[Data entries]
◇ ◇ ◇ ◇ ◇ ◇ ◇
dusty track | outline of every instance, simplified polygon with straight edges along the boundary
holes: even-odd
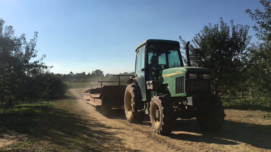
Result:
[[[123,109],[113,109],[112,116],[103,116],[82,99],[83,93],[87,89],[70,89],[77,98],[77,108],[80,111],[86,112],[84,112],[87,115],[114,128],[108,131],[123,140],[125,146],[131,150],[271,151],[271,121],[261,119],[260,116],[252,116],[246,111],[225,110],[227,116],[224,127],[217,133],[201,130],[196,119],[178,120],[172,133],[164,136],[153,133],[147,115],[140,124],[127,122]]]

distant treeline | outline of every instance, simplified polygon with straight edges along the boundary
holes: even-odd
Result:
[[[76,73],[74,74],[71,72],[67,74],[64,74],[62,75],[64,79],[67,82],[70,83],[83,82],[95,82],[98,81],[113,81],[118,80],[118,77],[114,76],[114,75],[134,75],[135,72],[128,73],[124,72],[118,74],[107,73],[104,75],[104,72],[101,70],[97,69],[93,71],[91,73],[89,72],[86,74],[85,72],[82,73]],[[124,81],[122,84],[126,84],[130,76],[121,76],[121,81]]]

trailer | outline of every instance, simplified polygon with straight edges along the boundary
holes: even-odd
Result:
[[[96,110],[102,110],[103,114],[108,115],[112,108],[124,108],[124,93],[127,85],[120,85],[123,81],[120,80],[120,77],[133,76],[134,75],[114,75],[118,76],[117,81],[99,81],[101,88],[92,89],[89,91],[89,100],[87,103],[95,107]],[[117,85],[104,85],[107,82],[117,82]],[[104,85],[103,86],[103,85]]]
◇ ◇ ◇ ◇ ◇ ◇ ◇
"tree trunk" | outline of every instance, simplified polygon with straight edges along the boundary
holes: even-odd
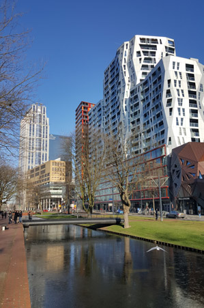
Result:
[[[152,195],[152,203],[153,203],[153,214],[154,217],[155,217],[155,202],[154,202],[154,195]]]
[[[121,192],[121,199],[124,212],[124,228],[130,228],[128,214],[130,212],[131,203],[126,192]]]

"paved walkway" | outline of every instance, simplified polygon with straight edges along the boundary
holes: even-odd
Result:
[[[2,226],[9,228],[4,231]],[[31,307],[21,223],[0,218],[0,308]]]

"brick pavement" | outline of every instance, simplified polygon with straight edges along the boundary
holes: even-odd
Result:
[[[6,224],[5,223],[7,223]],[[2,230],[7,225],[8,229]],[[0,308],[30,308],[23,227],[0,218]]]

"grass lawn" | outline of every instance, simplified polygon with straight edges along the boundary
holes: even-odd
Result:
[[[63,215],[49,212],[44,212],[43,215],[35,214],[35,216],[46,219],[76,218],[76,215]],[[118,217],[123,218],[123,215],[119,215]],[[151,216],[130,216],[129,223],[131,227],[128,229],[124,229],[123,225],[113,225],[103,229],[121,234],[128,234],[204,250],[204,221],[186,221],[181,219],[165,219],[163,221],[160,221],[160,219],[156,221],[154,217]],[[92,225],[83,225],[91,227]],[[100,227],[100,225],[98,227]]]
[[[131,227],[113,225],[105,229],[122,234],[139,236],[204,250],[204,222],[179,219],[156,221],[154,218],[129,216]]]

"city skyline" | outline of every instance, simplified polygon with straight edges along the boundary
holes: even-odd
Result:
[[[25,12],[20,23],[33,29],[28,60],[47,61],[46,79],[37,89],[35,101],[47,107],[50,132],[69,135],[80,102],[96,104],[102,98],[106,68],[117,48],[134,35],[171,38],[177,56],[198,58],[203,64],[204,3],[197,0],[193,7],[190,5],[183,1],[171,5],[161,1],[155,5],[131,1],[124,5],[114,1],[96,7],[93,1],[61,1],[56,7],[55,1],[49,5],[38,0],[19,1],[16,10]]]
◇ ◇ ◇ ◇ ◇ ◇ ◇
* Requirements: Return every line of the rows above that contains the string "simplified", with case counting toward the match.

* Solution for this exercise:
dusty track | outline of every instance, simplified polygon with straight edges along the boundary
distant treeline | outline of every instance, simplified polygon with straight edges along the boundary
trailer | outline of every instance, simplified polygon with straight edges along the boundary
"tree trunk" | outline of every instance, simplified polygon with straight edges along the boundary
"paved walkway" | outline of every instance, simplified polygon with straight edges along the boundary
"brick pavement" | outline of every instance, simplified polygon with straight edges along the boundary
"grass lawn" | outline of every instance, simplified polygon with straight edges along the boundary
"city skyline" | outline of every instance, simplified polygon with straight edges along the boundary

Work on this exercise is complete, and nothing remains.